---------- Supplied records

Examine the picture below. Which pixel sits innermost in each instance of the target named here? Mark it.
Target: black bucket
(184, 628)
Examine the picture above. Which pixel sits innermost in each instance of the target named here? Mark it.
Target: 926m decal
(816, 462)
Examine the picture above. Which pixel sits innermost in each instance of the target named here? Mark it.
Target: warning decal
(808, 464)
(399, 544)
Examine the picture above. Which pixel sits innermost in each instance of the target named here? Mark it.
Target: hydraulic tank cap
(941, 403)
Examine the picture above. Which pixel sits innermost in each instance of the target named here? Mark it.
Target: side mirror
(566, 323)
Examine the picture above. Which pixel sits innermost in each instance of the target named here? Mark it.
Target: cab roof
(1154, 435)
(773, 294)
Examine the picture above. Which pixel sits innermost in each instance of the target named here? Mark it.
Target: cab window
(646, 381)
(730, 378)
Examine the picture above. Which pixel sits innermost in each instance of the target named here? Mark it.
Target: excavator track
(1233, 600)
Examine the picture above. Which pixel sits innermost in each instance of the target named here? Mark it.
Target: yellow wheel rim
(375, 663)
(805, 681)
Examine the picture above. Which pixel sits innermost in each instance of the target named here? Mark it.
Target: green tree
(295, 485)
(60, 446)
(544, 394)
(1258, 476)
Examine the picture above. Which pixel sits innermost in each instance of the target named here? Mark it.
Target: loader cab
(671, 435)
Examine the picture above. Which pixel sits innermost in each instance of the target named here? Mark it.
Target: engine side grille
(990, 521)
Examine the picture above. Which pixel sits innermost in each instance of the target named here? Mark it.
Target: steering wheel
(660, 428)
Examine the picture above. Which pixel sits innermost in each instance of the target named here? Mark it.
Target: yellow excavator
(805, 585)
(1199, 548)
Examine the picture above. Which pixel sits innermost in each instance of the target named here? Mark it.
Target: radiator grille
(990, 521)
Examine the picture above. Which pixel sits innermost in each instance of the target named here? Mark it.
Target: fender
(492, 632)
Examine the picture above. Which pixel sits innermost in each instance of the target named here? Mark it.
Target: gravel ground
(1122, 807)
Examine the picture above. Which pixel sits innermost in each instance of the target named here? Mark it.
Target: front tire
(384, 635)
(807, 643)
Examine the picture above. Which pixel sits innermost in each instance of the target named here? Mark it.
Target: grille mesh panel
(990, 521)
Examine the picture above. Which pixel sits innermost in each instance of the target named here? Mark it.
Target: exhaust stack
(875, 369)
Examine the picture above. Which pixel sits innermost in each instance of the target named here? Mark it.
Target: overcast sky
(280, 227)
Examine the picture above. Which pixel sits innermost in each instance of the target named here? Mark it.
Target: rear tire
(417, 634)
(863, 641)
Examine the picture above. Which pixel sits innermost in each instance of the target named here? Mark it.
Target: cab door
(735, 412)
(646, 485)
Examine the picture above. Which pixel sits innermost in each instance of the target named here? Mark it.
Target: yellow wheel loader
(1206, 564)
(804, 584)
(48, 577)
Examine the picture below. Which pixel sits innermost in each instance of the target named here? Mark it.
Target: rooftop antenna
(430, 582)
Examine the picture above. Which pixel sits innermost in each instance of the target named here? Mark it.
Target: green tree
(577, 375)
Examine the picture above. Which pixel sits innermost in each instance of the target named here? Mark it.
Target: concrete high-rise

--------------------

## Exercise brief
Output every record above exactly as it was given.

## Solution below
Examine the picture below. Which pixel sits innermost in each instance of the target named here? Mark it.
Target: black bucket
(184, 628)
Examine the picture above. Which pixel sits innermost in each instance of the target named here? Mark it.
Target: 926m decal
(816, 462)
Examine the picture above. Which pixel sits innermost in each instance of the target named here? Mark it.
Target: warning decal
(808, 464)
(399, 544)
Examine the picture above. Which pixel sits innermost in each instance of the target named here? Mark it.
Target: hydraulic tank cap
(941, 403)
Examine the picture above. Which pixel sits innermost in each instance of the target named here? Mark it.
Target: side mirror
(566, 323)
Examine the picture above. Which pixel sits innermost in each instance of the target named here? Mark it.
Target: cab roof
(1154, 435)
(773, 294)
Examine the picture above. Which pixel sits innermost in each instance of the target named here? Mark it.
Target: cab window
(646, 381)
(730, 378)
Examine the picture above. Which pixel sits innermost in each instance of the target named here? Mark it.
Target: excavator track
(1233, 600)
Examine the picture above. Which pixel sits innermost in each instance of the target named here? Mark it.
Target: yellow wheel rim
(375, 663)
(805, 681)
Examine the picture above. Which pixel sits innermost in each instance of the target named here? Mark it.
Target: green tree
(295, 485)
(60, 446)
(544, 394)
(1258, 476)
Examine the picture above. Which pixel sits innermost in each instance of the target named here? Mark it.
Target: loader cab
(671, 435)
Examine the picture above. Which pixel sits innermost in each instance of the target named here? Mark it.
Target: engine side grille
(990, 521)
Examine the picture above. Which pixel sits innermost in each instance of the target named here? Mark it.
Target: steering wheel
(660, 428)
Examine the picture above. Which pixel sits innermost in each instance of the target named here? Mark it.
Target: yellow excavator
(805, 585)
(1199, 548)
Examine the picture above. Which pixel sits innermost in each instance of the target named here? Mark it.
Target: radiator grille
(990, 521)
Examine the picture above. Which pixel sits innermost in each instance of the target named here? Mark it.
Target: fender
(492, 632)
Examine the picture above. Which pixel sits innermost in each instance of the target named here? Mark it.
Target: gravel ground
(1122, 807)
Examine the picture above. Which pixel sits innermost in each instance of the target named here? Mark it.
Target: front tire
(384, 635)
(807, 643)
Examine the picture above. Which pixel sits innermost in each instance of the target named here? Mark it.
Target: grille mesh panel
(990, 521)
Examine the picture above. Which pixel sits innermost in each instance of the target named here? Mark it.
Target: exhaust stack
(875, 369)
Examine the picture above. Which pixel sits innermost in each instance of the target named here? Mark it.
Target: overcast sky
(280, 227)
Examine the picture above. Which pixel sits innermost in each instance of the target named here? Mark it.
Target: rear tire
(417, 634)
(863, 641)
Examine the picture above. Which pixel sits innermost in each instance of the target named here? Mark it.
Target: cab door
(735, 412)
(646, 485)
Examine the picture above. Which pixel sits innermost in each instance of the target named here? Mark it.
Target: yellow wheel loader
(1206, 564)
(804, 584)
(48, 577)
Examine the picture below. Which pixel sits innermost in each instance of the target named here? Mark it.
Target: rooftop antenna
(430, 582)
Examine the picture above. Which pixel sits innermost in each instance of the target named here? Mark it.
Target: green tree
(577, 375)
Examine the picture above. Which pixel sits innermost in each instance of the target named here? Mark it.
Target: concrete high-rise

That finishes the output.